◆ Given instruction:
Convert the listing from its first line through the line containing "x=364, y=302" into a Markdown table with the columns Row and Line, numbering each row and leaving out blank lines.

◆ Point-labeling listing:
#####

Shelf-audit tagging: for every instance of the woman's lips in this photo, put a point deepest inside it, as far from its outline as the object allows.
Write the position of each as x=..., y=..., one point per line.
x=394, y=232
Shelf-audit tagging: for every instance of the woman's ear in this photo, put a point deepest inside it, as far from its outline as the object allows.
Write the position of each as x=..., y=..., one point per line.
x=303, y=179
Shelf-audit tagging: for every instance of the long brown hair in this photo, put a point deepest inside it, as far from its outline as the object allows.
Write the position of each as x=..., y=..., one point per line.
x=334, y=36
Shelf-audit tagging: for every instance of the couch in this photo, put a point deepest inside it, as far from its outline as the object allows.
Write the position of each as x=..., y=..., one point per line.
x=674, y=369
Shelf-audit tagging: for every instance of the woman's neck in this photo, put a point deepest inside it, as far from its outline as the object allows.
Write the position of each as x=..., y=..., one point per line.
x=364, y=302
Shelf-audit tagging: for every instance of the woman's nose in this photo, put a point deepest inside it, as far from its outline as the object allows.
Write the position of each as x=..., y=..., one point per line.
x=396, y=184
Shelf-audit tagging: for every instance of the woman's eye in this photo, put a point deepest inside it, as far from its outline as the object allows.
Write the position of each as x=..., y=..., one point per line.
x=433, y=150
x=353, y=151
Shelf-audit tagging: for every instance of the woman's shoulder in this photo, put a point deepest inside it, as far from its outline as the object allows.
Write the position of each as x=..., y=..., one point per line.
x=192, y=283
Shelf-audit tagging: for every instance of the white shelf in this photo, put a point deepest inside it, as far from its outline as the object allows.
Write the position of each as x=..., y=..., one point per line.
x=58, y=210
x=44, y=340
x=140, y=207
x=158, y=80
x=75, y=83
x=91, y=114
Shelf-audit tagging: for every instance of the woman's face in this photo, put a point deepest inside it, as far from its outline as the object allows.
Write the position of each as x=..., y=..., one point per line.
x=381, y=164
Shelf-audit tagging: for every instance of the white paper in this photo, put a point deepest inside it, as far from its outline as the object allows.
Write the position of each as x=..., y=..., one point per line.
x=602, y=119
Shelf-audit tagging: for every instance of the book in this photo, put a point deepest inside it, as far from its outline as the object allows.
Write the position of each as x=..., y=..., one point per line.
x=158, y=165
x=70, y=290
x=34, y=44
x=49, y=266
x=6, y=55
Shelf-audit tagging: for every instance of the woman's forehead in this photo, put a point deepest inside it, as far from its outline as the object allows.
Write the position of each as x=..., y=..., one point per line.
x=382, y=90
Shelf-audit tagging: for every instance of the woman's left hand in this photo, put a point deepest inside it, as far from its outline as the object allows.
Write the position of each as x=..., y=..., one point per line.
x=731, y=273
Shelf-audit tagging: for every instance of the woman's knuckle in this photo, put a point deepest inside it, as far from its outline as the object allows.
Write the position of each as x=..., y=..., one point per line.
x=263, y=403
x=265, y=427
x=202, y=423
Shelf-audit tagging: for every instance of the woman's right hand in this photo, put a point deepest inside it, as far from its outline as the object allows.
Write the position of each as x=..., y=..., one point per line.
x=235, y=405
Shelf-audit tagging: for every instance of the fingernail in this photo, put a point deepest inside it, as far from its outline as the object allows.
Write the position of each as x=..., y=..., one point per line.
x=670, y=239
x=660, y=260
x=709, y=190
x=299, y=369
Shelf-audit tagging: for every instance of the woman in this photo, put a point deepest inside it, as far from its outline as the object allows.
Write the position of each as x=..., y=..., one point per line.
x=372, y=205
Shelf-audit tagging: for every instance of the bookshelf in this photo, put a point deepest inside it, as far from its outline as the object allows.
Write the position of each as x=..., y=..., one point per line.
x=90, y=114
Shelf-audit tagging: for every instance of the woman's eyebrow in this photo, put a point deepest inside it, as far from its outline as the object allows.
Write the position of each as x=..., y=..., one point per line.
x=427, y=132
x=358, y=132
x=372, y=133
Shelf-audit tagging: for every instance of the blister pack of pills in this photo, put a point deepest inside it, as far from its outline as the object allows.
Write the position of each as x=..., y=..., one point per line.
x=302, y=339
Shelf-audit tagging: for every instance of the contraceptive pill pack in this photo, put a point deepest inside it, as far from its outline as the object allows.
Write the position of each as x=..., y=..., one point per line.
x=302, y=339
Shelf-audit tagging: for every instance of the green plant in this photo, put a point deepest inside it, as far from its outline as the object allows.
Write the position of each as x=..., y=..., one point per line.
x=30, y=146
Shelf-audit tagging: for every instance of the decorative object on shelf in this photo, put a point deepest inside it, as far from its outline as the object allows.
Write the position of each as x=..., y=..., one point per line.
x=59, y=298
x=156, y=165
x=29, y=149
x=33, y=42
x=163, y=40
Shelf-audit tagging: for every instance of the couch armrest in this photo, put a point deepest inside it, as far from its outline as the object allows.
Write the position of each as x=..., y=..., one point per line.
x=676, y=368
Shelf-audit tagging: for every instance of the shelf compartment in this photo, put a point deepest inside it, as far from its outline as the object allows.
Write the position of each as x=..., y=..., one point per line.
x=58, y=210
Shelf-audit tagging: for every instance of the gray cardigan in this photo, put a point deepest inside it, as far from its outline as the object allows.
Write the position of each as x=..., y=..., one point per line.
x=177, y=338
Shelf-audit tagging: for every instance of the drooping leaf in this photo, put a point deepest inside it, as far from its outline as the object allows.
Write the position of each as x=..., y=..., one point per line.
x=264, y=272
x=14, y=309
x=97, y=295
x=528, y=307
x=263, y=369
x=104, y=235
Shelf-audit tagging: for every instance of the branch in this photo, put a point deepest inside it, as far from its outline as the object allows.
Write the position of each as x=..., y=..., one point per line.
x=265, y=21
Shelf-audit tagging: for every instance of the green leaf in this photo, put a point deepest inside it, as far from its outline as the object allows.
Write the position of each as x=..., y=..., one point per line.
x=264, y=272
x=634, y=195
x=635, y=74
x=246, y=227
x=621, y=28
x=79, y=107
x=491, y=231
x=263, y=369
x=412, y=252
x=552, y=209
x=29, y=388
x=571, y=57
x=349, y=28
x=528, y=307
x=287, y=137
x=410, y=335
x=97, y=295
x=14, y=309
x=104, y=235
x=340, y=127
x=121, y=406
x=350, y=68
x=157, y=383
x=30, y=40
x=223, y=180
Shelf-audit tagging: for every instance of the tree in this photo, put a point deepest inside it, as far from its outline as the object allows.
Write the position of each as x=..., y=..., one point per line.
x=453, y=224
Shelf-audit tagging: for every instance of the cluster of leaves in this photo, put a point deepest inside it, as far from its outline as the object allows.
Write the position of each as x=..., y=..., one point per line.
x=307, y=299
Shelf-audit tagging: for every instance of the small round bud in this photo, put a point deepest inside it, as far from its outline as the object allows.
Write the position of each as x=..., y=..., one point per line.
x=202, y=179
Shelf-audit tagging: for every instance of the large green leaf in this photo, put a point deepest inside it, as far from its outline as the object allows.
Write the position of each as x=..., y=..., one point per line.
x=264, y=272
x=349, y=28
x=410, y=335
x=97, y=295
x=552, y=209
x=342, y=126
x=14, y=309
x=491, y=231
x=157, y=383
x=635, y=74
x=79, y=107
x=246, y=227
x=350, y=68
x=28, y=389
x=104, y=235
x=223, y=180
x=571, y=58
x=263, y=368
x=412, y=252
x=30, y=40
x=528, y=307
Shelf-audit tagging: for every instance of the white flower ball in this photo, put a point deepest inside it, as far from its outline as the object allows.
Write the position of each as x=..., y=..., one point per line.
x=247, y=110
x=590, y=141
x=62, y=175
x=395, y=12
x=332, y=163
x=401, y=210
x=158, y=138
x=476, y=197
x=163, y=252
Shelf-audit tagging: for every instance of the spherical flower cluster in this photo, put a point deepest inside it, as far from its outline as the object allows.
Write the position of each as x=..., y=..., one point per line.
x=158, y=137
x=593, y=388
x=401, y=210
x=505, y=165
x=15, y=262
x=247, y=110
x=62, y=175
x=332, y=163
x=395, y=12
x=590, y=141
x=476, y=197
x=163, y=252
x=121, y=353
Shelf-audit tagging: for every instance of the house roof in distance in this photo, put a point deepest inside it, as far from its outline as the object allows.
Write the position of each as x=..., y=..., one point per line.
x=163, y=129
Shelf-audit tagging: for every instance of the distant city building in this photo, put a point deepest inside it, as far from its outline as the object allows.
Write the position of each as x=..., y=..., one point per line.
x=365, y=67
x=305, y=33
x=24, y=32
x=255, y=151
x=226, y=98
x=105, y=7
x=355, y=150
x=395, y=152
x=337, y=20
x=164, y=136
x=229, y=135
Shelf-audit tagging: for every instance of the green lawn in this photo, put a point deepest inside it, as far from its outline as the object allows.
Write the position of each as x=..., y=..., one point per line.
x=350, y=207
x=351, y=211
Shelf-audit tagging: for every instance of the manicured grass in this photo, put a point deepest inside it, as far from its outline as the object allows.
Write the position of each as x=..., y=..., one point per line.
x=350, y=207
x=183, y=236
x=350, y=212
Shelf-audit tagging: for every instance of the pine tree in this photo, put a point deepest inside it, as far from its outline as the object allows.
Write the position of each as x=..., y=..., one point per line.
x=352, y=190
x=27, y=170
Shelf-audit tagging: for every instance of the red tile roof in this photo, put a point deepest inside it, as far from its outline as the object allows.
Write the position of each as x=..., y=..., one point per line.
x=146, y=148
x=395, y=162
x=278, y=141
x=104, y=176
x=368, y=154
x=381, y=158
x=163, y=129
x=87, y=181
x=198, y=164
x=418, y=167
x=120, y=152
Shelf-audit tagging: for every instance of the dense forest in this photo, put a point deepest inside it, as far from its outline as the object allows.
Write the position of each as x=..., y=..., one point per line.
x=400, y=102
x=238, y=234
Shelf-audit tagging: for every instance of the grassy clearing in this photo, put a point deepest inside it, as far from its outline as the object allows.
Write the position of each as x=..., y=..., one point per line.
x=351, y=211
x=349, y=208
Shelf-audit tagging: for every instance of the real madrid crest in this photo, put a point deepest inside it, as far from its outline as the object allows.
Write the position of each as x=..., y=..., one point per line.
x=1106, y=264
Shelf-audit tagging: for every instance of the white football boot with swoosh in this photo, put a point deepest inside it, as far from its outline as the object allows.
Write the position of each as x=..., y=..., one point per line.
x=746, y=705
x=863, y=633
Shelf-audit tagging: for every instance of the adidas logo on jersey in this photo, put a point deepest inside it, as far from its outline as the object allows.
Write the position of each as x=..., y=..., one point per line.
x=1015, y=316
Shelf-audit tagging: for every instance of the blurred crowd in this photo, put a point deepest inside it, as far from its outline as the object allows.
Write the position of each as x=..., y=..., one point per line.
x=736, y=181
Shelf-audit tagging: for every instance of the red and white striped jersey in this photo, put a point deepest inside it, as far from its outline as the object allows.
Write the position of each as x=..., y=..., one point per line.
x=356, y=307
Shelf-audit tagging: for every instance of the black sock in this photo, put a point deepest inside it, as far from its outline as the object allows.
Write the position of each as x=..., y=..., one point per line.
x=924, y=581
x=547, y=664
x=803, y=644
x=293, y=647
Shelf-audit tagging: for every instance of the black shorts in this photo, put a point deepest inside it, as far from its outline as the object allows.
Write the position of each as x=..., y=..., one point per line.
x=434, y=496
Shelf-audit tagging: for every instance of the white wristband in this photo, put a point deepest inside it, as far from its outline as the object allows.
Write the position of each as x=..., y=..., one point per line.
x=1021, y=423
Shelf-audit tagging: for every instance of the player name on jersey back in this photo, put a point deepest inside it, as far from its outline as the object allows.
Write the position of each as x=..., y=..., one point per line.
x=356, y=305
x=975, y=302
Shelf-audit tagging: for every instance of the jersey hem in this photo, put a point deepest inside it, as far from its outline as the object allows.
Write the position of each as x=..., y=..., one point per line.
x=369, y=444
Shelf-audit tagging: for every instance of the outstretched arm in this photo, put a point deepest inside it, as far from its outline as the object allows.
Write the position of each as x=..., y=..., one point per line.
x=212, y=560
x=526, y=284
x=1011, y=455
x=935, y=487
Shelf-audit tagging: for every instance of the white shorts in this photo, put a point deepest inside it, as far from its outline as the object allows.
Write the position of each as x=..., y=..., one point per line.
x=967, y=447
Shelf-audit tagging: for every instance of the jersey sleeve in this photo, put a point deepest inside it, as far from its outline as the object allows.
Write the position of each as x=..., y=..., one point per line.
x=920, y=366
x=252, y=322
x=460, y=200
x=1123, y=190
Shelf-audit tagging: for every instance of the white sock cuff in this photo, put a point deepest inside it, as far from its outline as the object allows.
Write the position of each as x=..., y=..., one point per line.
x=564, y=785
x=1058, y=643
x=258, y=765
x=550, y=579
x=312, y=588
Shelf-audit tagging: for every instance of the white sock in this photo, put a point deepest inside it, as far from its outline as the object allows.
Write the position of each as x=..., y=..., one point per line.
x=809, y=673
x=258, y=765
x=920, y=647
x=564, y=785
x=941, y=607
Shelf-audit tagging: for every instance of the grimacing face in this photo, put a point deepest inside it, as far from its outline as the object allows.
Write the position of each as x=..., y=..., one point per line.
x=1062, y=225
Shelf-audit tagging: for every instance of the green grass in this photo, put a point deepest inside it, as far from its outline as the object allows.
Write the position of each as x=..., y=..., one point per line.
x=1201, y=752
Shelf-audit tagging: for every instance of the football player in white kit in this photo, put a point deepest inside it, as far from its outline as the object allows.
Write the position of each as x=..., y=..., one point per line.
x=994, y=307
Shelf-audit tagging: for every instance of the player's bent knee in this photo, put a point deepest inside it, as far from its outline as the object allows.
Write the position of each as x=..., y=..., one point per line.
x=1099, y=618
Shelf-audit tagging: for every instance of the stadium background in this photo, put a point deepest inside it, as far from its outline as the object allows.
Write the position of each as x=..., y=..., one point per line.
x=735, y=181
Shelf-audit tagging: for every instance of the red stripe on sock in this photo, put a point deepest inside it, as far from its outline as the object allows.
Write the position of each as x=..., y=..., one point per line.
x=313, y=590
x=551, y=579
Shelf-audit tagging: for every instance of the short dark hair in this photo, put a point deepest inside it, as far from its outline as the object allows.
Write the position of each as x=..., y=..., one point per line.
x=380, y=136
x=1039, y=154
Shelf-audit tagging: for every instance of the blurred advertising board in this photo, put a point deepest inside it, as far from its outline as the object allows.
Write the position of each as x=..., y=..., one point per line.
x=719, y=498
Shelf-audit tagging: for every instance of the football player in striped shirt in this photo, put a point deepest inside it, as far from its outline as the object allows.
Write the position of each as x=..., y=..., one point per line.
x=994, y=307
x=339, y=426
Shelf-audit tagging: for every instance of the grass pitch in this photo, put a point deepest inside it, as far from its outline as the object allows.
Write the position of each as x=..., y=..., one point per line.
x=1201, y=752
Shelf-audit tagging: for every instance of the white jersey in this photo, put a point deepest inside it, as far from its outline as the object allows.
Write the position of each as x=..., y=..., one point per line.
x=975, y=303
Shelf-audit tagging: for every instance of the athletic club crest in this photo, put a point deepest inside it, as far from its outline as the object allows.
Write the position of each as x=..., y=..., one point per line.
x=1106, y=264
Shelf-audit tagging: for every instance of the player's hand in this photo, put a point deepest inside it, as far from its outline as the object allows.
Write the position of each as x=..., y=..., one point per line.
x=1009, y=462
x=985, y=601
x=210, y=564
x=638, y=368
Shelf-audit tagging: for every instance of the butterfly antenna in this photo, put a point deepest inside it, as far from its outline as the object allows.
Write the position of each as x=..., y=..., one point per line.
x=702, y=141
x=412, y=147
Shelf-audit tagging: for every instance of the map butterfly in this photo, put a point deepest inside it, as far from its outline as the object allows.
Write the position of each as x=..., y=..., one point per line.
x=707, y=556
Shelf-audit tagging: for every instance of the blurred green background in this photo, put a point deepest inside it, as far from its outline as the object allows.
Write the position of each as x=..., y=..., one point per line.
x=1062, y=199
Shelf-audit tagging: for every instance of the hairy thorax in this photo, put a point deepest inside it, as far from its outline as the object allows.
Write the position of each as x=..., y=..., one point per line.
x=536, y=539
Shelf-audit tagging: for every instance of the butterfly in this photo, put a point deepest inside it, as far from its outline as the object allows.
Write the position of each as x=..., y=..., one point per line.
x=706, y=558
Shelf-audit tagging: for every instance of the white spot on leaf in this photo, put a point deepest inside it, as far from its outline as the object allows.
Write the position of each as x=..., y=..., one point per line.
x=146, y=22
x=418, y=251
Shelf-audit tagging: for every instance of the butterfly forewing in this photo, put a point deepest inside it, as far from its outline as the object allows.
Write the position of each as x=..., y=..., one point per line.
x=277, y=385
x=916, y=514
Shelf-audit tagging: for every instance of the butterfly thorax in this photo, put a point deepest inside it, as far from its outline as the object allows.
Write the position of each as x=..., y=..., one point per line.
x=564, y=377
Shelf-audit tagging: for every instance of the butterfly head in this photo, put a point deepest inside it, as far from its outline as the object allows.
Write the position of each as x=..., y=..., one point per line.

#####

◆ Solution below:
| Row | Line |
|---|---|
| 1 | Shelf-audit tagging: for every instance of the woman's lips in this photo, put a point deepest inside it, as far from its outline as the object allows. |
| 2 | Write the position of each as x=..., y=..., one point per line. |
| 3 | x=394, y=232 |
| 4 | Shelf-audit tagging: for every instance of the woman's ear in this photo, put a point deepest inside it, as far from its outline as the object allows. |
| 5 | Write the position of each as x=..., y=..., one point per line. |
| 6 | x=303, y=179 |
| 7 | Shelf-audit tagging: for every instance of the long brown hair in this photo, put a point deepest inside it, as far from its outline as the object allows. |
| 8 | Write the position of each as x=..., y=..., one point per line. |
| 9 | x=334, y=36 |
| 10 | Shelf-audit tagging: for every instance of the couch in this photo, put a point deepest inside it, as far from its outline as the object allows. |
| 11 | Write the position of each as x=..., y=..., one point per line. |
| 12 | x=674, y=369 |
| 13 | Shelf-audit tagging: for every instance of the woman's neck in this photo, put a point deepest inside it, as far from its outline as the object allows. |
| 14 | Write the position of each as x=..., y=..., one point per line. |
| 15 | x=364, y=302 |